- Textauszug -
Harsewinkel. Als Spieler war und ist Marc Pfitzner bei Eintracht Braunschweig eine Legende für die Fans. Als Trainer will er sich immer verbessern.

Marc Pfitzner ist bei Eintracht Braunschweig eine Vereinslegende und mittlerweile zu einer wichtigen Schnittstelle zwischen den Profis und dem Nachwuchsleistungszentrum geworden. Im Interview mit Lars Rücker und Tobias Feuerhahn spricht der ehemalige Fußballer über seine Rolle, das Trainerdasein und seine Ziele auf verschiedenen Ebenen.

Marc Pfitzner, Sie haben bei Eintracht Braunschweig eine neue Aufgabe übernommen, sind nun U23- statt U19-Trainer und weiterhin als Co-Trainer bei den Profis dabei. Wie gefällt Ihnen diese Doppelrolle?

- Gesammeltes Material -
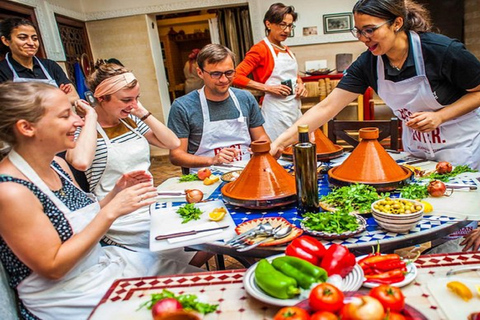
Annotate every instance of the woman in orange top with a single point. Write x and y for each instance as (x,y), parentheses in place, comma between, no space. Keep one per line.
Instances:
(275,72)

- Übungsaufgaben -
**A.** Welche Mannschaft trainiert Marc Pfitzner laut dem Textauszug nun anstelle der U19?
**B.** Stimmen die folgenden Aussagen mit dem Textauszug überein? Antworten Sie jeweils mit Ja oder Nein und zitieren Sie die entscheidenden Worte. (i) Marc Pfitzner ist weiterhin Co-Trainer bei den Profis. (ii) Das Interview wurde von Lars Rücker allein geführt. (iii) Für die Fans ist Marc Pfitzner eine Legende.
**C.** Wie lautet der Satz „Als Trainer will er sich immer verbessern.“ aus dem Textauszug auf Englisch?
Die Daten sind eigenständiges Material und gehören nicht zum Textauszug.

- Lösungen -
**A.** Die U23.

**B.**
(i) Ja: „weiterhin als Co-Trainer bei den Profis dabei“
(ii) Nein: „Im Interview mit Lars Rücker und Tobias Feuerhahn“
(iii) Ja: „eine Legende für die Fans“

**C.** As a coach, he always wants to improve.